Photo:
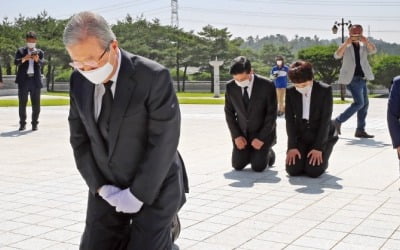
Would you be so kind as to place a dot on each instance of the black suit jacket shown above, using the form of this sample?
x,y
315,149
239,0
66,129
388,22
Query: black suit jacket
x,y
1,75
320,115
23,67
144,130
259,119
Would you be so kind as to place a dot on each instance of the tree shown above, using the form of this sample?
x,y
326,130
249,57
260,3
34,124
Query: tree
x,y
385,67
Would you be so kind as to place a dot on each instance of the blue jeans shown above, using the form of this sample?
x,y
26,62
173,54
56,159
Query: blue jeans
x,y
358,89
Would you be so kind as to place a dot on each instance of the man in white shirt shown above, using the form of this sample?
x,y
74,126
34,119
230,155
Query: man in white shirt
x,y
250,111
* * *
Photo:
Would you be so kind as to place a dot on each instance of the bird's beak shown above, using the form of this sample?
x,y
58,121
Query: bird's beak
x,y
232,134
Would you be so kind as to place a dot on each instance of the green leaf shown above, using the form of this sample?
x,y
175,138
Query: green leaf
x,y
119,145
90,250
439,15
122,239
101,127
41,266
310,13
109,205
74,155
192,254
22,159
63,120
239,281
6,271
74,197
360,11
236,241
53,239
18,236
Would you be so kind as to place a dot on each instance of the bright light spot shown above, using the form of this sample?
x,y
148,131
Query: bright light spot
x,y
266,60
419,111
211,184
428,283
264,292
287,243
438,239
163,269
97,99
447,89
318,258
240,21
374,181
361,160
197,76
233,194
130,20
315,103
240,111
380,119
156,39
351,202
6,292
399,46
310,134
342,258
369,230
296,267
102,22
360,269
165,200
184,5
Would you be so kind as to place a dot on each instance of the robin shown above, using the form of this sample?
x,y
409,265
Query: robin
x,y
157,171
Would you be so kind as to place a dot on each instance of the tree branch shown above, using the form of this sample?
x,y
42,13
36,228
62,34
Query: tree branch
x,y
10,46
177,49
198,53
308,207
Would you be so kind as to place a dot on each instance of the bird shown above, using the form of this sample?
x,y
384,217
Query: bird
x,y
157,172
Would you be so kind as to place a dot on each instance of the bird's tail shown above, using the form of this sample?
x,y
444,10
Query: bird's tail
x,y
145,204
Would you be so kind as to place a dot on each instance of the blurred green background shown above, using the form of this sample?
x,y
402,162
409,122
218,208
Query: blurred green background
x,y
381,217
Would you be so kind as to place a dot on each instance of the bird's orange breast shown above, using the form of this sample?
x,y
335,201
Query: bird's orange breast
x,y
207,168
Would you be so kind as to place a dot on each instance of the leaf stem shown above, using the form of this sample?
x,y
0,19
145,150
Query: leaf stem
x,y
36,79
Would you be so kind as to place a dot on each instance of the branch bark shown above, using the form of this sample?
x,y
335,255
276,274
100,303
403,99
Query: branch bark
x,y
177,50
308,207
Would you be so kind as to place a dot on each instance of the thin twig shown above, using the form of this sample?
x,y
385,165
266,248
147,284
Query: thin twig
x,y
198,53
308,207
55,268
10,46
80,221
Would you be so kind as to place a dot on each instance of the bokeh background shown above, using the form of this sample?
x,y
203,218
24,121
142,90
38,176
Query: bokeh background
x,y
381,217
---
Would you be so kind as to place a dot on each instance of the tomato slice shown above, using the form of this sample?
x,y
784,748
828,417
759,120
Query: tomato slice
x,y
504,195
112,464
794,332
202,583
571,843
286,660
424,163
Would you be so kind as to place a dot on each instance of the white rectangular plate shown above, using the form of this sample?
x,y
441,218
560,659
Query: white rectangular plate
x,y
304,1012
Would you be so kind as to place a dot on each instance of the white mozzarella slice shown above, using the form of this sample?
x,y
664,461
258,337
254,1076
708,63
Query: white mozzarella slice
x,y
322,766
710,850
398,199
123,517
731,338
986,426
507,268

→ Task
Report each line above that contains the string "orange", copying every such line in full. Case counts.

→ Full response
Would you be so kind as to place a dot on each instance of the bird's orange breast shown above, using the form of this sample?
Query: bird's orange breast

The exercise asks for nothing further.